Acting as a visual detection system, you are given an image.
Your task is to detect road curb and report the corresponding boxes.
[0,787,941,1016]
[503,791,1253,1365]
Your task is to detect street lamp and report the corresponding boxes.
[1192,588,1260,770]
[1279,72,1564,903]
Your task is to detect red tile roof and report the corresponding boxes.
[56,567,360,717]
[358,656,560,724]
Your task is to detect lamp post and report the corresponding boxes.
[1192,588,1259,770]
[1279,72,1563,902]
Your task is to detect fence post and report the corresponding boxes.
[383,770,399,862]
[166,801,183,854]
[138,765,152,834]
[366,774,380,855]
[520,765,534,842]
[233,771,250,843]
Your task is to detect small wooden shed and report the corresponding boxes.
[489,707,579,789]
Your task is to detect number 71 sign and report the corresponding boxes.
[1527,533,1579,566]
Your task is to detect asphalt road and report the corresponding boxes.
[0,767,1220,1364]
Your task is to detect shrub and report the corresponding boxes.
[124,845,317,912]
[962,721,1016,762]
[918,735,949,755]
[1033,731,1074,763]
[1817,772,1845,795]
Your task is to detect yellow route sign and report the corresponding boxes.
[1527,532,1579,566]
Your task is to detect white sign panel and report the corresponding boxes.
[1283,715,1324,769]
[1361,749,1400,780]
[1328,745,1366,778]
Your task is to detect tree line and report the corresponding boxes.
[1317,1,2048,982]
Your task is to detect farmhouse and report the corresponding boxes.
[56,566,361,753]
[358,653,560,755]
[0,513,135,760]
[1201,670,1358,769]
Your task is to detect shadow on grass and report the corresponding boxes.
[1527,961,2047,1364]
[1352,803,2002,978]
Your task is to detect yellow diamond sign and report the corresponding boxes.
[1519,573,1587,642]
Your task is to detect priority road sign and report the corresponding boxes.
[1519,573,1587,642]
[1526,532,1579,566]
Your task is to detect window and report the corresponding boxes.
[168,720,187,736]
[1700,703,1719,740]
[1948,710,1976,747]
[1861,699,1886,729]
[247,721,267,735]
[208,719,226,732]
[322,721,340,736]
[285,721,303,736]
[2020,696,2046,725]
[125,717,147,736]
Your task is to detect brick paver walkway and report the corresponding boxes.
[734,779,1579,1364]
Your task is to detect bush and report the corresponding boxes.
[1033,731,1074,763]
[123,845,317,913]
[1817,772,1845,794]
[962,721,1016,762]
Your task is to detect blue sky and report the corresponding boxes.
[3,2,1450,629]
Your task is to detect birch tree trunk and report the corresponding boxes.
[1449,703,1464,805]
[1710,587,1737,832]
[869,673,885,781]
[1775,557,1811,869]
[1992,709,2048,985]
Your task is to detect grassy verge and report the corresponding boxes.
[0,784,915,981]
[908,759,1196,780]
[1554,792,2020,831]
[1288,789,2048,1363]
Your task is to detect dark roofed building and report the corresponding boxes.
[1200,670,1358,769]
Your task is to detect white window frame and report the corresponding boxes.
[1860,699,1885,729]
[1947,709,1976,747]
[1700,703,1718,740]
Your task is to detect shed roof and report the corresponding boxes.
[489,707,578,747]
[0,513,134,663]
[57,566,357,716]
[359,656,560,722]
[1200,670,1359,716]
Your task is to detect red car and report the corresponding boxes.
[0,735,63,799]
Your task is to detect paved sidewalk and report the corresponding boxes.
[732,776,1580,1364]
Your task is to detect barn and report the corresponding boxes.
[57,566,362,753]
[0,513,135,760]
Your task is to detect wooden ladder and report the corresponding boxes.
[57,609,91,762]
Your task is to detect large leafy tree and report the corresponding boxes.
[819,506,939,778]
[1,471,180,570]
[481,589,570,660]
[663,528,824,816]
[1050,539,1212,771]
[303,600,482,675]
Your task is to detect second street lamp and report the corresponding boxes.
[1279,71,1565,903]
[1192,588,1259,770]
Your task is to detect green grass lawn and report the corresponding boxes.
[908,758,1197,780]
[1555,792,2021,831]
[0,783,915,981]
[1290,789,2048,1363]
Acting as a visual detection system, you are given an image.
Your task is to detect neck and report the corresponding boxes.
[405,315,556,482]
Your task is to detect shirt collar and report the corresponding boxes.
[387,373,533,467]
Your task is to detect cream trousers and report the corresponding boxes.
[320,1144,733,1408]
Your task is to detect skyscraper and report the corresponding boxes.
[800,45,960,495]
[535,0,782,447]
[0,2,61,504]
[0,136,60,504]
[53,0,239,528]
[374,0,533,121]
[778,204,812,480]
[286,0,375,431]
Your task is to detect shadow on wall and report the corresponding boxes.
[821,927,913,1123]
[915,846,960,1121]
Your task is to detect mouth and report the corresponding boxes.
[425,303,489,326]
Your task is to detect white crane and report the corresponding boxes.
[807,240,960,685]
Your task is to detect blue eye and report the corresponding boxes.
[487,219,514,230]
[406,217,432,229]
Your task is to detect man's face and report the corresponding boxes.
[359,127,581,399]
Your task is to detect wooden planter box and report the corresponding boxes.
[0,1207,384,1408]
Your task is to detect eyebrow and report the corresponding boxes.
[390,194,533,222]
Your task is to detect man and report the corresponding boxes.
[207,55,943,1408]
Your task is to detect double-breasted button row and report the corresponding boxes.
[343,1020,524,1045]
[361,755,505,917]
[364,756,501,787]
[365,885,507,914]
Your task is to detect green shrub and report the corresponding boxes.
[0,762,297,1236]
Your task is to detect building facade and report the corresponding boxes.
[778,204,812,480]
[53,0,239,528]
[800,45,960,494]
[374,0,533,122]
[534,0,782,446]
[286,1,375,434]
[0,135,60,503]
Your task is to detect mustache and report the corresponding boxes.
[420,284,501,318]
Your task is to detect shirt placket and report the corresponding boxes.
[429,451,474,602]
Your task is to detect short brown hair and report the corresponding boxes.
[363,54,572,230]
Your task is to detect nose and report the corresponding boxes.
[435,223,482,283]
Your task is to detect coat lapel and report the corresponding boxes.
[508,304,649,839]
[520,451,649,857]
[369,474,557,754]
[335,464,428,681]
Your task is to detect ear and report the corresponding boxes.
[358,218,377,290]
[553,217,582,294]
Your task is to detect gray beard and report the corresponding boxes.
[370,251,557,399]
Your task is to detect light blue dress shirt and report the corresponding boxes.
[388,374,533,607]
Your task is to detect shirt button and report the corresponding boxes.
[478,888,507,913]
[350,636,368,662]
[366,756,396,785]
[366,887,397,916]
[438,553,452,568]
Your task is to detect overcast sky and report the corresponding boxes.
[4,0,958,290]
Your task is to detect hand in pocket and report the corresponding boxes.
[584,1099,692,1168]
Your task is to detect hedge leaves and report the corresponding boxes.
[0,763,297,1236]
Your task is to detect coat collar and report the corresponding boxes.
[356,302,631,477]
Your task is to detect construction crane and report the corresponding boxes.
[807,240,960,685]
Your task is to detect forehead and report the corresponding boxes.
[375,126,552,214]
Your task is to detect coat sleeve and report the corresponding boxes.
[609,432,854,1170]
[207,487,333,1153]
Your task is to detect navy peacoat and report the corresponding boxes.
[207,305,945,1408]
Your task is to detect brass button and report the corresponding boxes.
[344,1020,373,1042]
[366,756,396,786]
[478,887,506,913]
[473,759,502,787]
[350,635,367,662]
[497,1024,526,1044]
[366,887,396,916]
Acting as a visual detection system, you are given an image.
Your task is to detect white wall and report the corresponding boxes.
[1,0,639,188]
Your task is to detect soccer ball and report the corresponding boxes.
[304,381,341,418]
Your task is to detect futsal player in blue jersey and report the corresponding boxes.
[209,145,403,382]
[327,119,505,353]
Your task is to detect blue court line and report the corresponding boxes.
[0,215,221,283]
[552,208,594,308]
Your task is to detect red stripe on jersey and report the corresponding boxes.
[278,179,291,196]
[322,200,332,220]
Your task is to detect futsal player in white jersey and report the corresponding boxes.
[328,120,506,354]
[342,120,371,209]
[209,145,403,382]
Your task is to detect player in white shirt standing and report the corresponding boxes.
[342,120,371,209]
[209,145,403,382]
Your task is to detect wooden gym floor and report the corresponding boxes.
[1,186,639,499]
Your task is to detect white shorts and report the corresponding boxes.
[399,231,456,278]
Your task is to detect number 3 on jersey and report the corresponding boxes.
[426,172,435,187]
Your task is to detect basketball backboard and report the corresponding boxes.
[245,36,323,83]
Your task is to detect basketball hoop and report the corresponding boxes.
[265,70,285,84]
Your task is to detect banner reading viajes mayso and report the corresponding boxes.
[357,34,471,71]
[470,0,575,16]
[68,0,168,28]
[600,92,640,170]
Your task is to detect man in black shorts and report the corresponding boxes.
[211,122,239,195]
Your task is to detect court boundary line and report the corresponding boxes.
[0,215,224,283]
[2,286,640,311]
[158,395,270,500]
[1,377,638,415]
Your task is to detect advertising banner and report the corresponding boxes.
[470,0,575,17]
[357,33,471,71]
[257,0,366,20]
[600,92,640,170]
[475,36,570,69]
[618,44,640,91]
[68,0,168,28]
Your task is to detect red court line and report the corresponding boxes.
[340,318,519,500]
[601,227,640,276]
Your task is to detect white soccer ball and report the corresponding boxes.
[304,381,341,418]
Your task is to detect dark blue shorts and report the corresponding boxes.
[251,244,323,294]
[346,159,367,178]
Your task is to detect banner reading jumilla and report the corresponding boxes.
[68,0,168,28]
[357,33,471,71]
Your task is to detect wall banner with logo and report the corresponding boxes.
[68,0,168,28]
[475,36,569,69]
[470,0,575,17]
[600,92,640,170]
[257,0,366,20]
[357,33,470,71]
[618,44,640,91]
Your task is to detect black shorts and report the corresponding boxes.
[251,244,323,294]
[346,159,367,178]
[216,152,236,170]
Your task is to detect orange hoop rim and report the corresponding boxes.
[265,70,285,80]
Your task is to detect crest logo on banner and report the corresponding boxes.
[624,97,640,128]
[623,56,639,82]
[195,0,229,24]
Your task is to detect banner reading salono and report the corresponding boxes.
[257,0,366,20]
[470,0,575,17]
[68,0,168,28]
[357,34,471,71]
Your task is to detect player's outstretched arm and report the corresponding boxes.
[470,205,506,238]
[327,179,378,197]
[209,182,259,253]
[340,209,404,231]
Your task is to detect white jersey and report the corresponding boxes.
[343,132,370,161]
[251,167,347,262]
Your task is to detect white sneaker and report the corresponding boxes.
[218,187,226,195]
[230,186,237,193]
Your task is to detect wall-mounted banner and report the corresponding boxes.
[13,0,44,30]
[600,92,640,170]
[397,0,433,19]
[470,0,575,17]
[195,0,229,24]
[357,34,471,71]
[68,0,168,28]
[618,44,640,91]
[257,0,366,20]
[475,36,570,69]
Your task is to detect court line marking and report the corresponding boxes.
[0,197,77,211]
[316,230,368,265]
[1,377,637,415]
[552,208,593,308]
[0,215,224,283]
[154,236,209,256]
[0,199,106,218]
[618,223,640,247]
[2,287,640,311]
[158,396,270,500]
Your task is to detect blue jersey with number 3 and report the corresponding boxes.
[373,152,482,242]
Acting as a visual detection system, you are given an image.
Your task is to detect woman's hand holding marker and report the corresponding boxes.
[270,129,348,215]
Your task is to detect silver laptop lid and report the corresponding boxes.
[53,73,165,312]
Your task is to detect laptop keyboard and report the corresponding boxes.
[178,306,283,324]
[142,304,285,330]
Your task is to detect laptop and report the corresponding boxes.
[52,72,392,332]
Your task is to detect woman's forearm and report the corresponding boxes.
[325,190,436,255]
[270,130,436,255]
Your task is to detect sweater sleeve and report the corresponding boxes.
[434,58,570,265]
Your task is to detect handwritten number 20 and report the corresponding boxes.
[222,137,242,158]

○ ○ ○

- _BRIEF_
Everything from the line containing "Your task is to detect woman's forearm" through the last line above should be set down exactly; include no other lines.

- _ANSWER TO THIS TASK_
Your task is to detect woman's forearm and report the corresponding boxes.
[325,190,436,255]
[270,130,436,255]
Your task is to detect sweater sleeve and report the corresponding boxes.
[434,58,570,265]
Your task is to detect handwritten number 20 and report the corresponding boxes.
[222,137,242,158]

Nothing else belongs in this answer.